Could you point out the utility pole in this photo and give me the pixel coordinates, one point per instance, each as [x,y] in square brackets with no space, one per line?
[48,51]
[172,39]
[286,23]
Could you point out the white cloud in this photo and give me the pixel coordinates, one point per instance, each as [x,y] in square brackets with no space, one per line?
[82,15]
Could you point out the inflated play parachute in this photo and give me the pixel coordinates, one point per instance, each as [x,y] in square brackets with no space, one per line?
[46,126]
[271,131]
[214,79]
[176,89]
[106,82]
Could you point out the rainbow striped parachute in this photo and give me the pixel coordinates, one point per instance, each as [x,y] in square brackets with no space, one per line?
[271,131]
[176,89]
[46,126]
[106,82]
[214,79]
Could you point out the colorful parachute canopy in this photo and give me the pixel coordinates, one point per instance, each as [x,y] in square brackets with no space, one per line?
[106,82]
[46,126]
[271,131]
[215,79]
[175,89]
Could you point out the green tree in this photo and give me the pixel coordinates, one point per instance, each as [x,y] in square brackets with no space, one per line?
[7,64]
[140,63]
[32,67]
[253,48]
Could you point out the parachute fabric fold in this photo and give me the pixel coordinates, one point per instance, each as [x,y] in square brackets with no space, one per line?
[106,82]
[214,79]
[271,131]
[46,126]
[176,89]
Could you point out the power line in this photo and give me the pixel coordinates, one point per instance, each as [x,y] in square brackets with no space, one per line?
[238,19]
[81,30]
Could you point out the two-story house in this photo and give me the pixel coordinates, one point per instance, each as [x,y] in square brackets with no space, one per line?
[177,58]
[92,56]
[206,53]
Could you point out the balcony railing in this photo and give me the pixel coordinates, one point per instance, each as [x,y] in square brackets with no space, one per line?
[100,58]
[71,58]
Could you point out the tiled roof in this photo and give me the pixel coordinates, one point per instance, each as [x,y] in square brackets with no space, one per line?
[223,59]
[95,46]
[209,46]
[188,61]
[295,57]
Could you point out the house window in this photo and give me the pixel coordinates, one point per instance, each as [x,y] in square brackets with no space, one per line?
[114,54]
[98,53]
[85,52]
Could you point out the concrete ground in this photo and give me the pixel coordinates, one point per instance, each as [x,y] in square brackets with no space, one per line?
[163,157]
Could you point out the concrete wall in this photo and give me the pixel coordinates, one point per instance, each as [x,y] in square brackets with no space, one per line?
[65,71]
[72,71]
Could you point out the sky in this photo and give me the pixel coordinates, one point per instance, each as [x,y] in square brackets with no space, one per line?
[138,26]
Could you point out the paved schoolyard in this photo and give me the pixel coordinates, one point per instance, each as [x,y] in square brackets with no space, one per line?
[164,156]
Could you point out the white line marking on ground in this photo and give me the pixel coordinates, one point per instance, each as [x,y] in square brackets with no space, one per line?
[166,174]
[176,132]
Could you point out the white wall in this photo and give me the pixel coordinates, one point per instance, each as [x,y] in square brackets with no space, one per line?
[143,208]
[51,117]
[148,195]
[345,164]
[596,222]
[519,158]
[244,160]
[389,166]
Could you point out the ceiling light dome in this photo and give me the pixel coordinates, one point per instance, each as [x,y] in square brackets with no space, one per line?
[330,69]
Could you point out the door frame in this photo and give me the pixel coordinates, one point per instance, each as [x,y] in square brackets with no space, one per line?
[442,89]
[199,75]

□ □ □ □ □

▶ Task to carry out: Down to the last line, restate the records exactly.

▶ Answer:
Could you point out the utility pole in this photo and give me the pixel coordinates, one point per instance, each as [x,y] in square brackets with no space, one per line?
[48,51]
[172,39]
[286,23]
Could you point out the white cloud in this photo and give me the pixel coordinates, one point per instance, each as [x,y] in square brackets with no space, one per line?
[82,15]
Could you point out the inflated play parachute in this photo and give me the pixel coordinates, one point per instance, each as [x,y] in square brackets with no space, one per line?
[46,126]
[271,131]
[214,79]
[176,89]
[106,82]
Could you point out the rainbow striped parachute in this photo and give me the pixel coordinates, one point per instance, each as [x,y] in square brackets with no space, one per line?
[271,131]
[176,89]
[46,126]
[106,82]
[214,79]
Could you point out the colorful parachute canopy in this photo and give me the pixel coordinates, one point per instance, each as [x,y] in square brackets with no space, one per line?
[106,82]
[46,126]
[271,131]
[215,79]
[175,89]
Could you point out the green tree in this photo and give me the pixel coordinates, one point per instance, each as [x,y] in square brackets with no space, one per line?
[7,64]
[140,63]
[32,67]
[253,48]
Could you point out the parachute fabric fold in this photo and give me the pixel coordinates, one point per instance, each as [x,y] in square brackets with no space, one per line?
[106,82]
[214,79]
[271,131]
[46,126]
[176,89]
Could you point out the power line in this photo and give me the pixel coordinates, one point per instance, each as [x,y] in square brackets with no space, one per line?
[238,19]
[81,30]
Could you point out the two-story house in this photo and give me the pixel coordinates, one point per instance, each as [x,y] in square brackets with no space, one per line?
[177,58]
[92,56]
[206,53]
Could you point out the balcony railing in this photo and give me the pixel coordinates, one point per instance, each as [x,y] in square brackets with no space, one per line?
[100,58]
[71,58]
Could you point out the tiled roof in this photo and give me the pixel coordinates, one point per instance, each as [x,y] in square brackets with no space, one per line?
[223,59]
[95,46]
[209,46]
[188,61]
[295,57]
Could you point out the house window in this photo and give me the pixel coordinates, one point per instance, each as [x,y] in square brackets with no space, one per line?
[114,54]
[98,53]
[85,52]
Could you point out the concrete ground in this photo and give me the pixel coordinates, one point per instance, each as [x,y] in square brackets with no space, one per line?
[163,157]
Could you point out the concrete wall in this photo and give me the pixel coordinates, one point per instance, each as [x,y] in square brackets with no space, one per line?
[65,71]
[72,71]
Could you point out the sky in this photo and give me the pixel coordinates, one point per instance, each as [x,y] in square brackets with no space, one per line?
[138,26]
Could you point out the paved schoolyard in this photo and give me the pixel coordinates, one point per instance, each as [x,y] in square brackets with no space, one per line?
[164,156]
Could you point out the white line marking on ground in this photo and give me the pixel coordinates, one point per instance, each as [x,y] in square brackets with no space, one per line?
[166,174]
[176,132]
Could you point out the white wall in this photo and give me the pixel coordinates, one point per instance, each as [x,y] in square brackets with no space, one per line?
[143,208]
[51,117]
[148,195]
[345,164]
[596,222]
[519,158]
[244,160]
[389,166]
Could you point out the ceiling light dome in this photo and give me the pixel coordinates, one point per instance, each as [x,y] in square brackets with no space, one per line?
[330,69]
Could you point out the door frame in this photo and give me the pixel coordinates, one point per instance, each as [x,y] in square brackets with no space, one per line?
[442,89]
[199,75]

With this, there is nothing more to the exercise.